> [Passage shown]:
A six-pack of IPAs and an almond-currant loaf from the Dutch import store are hard to hide in an expense report, so I’ll probably let it slide. But they bought me a cozy upstairs room and easy, pleasing conversation after a long drive.
Eager to road-trip north and days after turning in my grades, I set the GPS for a friend’s address on the Bayfield peninsula. We started out as collaborators roughly a decade ago. Now we catch up on each other’s lives before doing project business.
Lake Superior daylight approaches boreal-summer length in May and the late afternoon sun labored for a hard red glare in the west. I saw a satellite map of smoke from forest fires in Alberta before I left, swirling into a thick curl over northern Wisconsin. Approaching Ashland, the sun simply faded into the haze several degrees above the horizon without really setting at all.
I love this frequent little trip. I can list little pleasures that I attend that are becoming rituals of place. A blackened whitefish plate at the Deepwater Grille, breakfast with a kinsman at the diner on highway 2. Whitefish filets to fix for Carol when I get back, either from the tribal shop north of Roy’s Point or Bodin’s in Bayfield. In a pinch, you can buy packaged filets from the bait shop on highway 2 (yes, really).
I got in line to fill my water bottle from the artesian well at Maslowski Beach (because it’s the best water anywhere) before walking over to dip a handful from Chequamegon Bay to wet my face. I’m not Catholic, but I self-consciously cross myself with the blessed water running down my arm – a practice inspired by a Lutheran pastor.
Highway 2 routes through Odanah, a central place on the Bad River reservation. Empty red dresses floated ghost-like along the roadway in the tired afternoon light. They hung on hangers from those wrought-iron arches you can buy for your bird feeders. Elegance and poignancy and attention, silent lingering witnesses to Red Dress Day, May 5, the day given to the memory and horror of missing and murdered indigenous women and girls. A sign asked, “What would you do if I went missing?”
Breakfast this trip was at the funky little coffee shop in Washburn where plates and flatware are compostable. There’s an old dock down the hill and you can look across the bay from out back. My friend told me that the building next door was to be reborn as a craft brewery. The windows were papered over. I think it used to be an antique shop. I think I bought my pre-WWII bamboo fly-rod there. That was a long time ago though, back when I really couldn’t afford such things. I still haven’t used it.
Highway 2 crosses the Bad River outside of Odanah. The river has a perpetual red cast to it given the iron content of the sediment it carries and the substrate. During spring floods, it looks like dull red paint. I missed the peak floods this spring but I could see fresh red soil from the bridge, where the river had eroded the floodplain.
Upstream, the tribes and their allies who “care for creation” are watching with genuine fear. Rivers are living dynamic things that writhe and twist in their floodplains. Upstream the cut bank of a meander has eroded to within feet of Enbridges’s line 5 petroleum pipeline.

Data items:
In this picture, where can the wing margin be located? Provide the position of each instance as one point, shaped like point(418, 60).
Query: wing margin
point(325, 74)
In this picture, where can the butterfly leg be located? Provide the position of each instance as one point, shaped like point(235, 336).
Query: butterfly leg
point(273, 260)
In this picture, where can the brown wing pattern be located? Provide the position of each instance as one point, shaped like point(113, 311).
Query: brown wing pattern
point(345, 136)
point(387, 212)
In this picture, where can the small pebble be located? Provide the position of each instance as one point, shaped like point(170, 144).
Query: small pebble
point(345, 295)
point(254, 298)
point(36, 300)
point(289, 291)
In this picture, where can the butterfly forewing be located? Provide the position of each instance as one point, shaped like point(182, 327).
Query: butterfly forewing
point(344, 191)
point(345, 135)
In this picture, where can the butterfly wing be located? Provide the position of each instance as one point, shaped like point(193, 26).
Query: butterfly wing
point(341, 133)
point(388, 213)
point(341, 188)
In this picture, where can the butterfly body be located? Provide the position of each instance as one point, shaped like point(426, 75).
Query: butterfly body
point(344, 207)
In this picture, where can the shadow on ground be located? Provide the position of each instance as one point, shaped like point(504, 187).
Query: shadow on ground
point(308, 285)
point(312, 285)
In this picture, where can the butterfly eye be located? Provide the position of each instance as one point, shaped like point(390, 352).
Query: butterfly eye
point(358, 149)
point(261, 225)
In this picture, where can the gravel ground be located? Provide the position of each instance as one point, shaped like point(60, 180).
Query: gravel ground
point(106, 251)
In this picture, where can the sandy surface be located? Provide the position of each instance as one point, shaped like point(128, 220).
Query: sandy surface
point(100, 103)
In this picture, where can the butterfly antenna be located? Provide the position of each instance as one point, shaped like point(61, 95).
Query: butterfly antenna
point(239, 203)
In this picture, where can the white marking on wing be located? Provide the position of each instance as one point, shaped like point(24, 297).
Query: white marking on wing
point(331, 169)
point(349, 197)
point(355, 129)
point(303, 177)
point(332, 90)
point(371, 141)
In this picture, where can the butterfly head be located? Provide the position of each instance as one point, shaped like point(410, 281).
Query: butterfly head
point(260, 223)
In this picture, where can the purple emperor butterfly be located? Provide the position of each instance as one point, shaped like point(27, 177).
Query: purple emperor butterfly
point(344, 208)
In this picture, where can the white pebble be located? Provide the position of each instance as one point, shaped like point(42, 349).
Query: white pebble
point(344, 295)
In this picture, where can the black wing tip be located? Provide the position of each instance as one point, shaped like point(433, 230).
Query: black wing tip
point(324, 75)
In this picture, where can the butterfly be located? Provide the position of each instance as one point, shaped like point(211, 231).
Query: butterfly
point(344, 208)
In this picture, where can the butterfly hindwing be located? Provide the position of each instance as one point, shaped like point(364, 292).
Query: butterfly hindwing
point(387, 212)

> [Exercise objective]: In the essay about the road trip to the Bayfield peninsula, what gives the Bad River its perpetual red cast? Please answer in one sentence.

> [Correct result]: The Bad River's red cast comes from the iron content of the sediment it carries and of the substrate.